── Supplied data ──

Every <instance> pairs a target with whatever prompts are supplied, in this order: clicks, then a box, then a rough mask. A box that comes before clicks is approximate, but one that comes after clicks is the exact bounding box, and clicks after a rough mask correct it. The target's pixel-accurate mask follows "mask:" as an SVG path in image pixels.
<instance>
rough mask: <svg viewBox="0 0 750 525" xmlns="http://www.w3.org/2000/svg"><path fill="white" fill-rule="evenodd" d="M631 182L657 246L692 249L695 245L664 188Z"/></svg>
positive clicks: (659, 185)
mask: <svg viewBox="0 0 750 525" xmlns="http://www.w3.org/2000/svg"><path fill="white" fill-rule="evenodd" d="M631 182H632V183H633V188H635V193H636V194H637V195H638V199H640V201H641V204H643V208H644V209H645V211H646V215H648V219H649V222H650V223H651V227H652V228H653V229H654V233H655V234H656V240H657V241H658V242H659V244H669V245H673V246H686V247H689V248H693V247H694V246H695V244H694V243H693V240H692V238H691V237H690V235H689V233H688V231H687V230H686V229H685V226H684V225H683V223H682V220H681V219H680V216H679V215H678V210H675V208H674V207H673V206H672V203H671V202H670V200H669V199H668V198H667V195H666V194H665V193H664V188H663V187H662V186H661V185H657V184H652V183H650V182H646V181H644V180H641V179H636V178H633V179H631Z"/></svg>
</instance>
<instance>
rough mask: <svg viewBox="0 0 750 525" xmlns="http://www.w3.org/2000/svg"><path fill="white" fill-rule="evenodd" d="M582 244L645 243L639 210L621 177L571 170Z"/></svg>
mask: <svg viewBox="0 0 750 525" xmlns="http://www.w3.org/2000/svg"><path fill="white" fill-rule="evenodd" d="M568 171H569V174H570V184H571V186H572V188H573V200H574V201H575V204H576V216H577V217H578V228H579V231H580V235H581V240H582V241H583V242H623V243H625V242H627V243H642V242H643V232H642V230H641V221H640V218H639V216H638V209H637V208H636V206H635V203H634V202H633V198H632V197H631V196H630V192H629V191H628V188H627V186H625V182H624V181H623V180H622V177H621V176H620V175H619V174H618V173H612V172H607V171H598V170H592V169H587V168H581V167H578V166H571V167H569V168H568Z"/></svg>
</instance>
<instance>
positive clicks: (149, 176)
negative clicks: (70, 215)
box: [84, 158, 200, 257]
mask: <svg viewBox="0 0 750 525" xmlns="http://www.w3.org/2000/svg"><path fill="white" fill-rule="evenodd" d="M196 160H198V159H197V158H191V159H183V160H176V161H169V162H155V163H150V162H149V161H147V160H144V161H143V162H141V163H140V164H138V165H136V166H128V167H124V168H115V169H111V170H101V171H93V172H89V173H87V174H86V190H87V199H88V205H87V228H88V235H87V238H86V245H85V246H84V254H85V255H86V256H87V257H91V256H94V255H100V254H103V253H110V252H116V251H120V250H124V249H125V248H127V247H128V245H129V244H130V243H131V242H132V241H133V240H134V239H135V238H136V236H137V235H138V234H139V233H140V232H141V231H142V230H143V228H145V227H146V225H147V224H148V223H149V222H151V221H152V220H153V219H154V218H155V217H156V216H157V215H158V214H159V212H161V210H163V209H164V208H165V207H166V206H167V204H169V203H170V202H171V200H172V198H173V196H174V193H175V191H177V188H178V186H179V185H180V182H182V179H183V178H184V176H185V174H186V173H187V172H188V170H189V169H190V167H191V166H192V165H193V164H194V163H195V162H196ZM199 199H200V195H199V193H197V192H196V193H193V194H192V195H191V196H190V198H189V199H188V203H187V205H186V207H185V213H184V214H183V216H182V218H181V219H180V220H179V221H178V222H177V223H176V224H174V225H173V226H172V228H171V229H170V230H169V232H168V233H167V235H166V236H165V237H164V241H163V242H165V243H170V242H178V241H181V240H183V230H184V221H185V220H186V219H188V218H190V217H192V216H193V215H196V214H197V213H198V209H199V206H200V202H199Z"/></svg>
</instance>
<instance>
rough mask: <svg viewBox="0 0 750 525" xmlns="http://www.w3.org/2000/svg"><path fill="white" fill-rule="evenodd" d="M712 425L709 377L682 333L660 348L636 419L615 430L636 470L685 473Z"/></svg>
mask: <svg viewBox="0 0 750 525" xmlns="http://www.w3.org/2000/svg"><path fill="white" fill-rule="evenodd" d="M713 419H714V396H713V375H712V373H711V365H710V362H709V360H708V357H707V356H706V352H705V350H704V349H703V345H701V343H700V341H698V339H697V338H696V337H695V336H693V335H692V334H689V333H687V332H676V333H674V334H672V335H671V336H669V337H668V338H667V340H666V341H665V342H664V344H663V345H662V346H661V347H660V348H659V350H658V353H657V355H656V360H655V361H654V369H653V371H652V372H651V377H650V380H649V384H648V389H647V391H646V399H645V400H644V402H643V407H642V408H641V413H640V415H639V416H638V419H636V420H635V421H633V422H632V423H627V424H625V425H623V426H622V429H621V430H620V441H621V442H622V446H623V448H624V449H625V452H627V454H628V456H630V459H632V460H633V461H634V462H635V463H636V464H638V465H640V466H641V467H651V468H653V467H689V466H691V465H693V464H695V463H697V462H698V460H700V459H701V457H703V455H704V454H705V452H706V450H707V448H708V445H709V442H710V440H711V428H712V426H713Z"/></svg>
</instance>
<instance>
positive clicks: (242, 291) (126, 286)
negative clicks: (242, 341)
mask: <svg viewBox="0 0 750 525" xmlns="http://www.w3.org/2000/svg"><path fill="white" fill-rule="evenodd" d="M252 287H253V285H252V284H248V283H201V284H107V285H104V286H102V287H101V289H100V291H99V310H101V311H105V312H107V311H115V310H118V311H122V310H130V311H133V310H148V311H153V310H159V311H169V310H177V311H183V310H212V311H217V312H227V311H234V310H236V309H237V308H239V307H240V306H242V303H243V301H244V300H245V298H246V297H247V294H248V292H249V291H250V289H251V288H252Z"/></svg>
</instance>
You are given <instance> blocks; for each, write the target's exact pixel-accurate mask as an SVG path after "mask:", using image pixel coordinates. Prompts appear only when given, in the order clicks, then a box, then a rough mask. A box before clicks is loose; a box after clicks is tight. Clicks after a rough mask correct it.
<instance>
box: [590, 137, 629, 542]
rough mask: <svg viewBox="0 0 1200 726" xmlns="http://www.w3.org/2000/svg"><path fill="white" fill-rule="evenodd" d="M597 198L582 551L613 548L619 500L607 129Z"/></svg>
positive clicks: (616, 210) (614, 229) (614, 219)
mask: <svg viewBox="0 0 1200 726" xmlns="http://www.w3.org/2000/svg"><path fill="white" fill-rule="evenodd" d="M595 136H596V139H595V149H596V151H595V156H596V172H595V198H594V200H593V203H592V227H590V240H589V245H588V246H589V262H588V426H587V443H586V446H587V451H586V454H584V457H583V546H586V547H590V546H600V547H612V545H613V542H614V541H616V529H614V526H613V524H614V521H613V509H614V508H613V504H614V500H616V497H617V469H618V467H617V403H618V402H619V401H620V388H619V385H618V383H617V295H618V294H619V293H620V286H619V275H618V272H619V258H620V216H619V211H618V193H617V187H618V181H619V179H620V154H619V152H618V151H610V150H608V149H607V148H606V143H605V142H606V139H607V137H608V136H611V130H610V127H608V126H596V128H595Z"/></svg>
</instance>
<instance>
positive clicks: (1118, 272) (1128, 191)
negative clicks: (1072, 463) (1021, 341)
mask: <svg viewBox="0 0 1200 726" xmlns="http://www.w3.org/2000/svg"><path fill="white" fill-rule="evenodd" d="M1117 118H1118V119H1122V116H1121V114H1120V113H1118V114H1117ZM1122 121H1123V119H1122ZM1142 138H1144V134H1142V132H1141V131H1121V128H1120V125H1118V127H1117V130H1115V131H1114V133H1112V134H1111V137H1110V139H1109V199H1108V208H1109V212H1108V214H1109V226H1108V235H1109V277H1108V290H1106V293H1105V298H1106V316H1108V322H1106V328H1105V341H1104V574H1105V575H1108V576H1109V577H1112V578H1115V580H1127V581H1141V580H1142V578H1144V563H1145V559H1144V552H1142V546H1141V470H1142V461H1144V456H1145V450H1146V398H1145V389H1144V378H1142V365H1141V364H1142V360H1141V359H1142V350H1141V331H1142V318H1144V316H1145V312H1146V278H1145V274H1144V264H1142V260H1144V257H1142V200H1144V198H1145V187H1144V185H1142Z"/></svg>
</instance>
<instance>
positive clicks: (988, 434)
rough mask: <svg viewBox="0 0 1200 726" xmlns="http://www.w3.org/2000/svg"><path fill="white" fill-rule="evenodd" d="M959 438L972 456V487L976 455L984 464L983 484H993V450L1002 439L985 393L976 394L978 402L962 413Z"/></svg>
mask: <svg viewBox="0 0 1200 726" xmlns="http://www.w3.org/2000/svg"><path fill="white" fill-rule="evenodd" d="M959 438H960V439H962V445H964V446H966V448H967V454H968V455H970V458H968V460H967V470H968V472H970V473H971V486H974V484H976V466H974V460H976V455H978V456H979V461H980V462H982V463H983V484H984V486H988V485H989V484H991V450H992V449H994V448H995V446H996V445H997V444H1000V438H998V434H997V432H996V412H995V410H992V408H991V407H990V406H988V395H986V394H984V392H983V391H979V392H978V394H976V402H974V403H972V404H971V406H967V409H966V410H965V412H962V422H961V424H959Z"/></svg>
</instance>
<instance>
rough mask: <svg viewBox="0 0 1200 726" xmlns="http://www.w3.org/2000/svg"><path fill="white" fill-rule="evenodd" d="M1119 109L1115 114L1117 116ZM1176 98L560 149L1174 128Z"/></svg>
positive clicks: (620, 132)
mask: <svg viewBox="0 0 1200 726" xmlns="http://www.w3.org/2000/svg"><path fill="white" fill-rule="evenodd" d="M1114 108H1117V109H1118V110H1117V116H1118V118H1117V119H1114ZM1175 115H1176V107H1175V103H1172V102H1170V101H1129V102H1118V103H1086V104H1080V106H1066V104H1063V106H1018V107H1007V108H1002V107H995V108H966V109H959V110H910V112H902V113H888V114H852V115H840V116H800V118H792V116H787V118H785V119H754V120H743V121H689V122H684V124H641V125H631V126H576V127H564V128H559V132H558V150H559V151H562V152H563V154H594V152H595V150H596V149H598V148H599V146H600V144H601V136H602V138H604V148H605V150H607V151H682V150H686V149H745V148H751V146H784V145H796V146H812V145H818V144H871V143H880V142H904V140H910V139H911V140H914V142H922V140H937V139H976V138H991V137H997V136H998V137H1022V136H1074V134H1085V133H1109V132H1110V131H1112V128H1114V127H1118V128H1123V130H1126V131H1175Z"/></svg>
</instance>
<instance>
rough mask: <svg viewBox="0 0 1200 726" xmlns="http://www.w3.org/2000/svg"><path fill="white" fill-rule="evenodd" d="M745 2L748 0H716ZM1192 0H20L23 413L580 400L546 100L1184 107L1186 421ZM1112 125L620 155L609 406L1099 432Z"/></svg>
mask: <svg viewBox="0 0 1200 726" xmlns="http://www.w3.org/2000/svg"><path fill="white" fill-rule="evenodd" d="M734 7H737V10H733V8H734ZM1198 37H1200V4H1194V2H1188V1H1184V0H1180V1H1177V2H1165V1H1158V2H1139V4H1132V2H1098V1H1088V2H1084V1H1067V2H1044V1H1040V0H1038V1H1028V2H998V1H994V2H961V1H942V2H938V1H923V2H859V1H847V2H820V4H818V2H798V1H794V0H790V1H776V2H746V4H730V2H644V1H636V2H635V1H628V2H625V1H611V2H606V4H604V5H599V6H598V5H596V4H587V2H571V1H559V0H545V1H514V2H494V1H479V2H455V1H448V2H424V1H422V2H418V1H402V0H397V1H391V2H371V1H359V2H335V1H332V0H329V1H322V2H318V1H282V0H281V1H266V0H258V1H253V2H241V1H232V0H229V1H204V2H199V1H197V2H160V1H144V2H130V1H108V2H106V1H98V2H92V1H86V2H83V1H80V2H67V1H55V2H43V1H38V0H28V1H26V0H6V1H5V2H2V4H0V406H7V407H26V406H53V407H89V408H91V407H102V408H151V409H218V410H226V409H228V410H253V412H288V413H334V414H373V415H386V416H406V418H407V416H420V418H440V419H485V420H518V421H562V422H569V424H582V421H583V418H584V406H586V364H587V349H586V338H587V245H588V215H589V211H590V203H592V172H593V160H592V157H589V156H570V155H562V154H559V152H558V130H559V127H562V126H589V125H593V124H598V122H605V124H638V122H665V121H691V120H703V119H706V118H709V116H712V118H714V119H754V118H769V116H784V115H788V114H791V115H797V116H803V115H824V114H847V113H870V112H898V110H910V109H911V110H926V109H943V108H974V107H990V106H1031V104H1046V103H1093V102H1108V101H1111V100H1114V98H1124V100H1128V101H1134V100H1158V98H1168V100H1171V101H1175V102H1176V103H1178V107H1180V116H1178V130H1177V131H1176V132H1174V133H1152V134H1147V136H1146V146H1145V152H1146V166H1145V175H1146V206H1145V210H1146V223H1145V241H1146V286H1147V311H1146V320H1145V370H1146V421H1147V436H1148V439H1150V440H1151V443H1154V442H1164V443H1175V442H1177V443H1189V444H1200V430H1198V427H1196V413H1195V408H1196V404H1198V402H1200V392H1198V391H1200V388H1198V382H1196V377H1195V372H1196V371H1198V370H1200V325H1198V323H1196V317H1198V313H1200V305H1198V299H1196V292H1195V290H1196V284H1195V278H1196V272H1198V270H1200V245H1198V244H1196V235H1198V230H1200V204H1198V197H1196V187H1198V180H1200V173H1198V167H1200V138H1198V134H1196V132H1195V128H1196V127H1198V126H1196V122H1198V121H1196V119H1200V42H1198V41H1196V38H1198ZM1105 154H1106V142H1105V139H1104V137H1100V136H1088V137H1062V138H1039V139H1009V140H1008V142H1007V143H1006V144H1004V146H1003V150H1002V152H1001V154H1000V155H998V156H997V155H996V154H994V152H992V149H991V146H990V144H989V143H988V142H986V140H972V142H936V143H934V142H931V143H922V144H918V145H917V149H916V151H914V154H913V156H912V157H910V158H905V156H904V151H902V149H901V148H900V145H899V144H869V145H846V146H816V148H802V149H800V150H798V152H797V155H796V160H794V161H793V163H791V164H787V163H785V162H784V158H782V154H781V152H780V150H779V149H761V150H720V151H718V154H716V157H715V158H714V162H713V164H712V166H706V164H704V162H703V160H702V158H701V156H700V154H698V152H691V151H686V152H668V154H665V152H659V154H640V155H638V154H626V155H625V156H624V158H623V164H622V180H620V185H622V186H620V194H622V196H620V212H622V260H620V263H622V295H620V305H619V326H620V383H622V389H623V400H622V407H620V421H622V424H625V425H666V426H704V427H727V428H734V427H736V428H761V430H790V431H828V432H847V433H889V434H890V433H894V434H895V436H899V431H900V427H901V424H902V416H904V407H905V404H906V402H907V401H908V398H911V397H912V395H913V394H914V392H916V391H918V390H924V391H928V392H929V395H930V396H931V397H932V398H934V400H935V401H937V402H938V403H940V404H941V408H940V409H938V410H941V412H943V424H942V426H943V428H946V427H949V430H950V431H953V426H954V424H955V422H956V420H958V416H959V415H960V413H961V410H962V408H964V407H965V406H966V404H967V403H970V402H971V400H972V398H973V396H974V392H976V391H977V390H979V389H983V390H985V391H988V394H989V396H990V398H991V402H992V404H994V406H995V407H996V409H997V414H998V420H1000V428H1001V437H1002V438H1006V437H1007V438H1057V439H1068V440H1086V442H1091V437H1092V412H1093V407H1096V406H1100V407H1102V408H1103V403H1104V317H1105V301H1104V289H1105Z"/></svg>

───

● Task instructions
Copy each line above that contains the string "target".

● Answer box
Every <instance> pairs a target with whatever prompts are supplied, in this order: clicks, then a box, then a rough mask. A box that comes before clicks is approximate, but one that comes after clicks is the exact bounding box, and clicks after a rough mask correct it. The target's pixel-accurate mask follows "mask:" as an SVG path in image pixels.
You are given <instance> blocks; for each, write the target's exact pixel-accurate mask as an SVG path after "mask:", using image pixel coordinates. Prompts appear only when given, in the order clicks, then a box, then a rough mask. A box before clicks is loose; a box after clicks is tight. Clicks after a rough mask correct it.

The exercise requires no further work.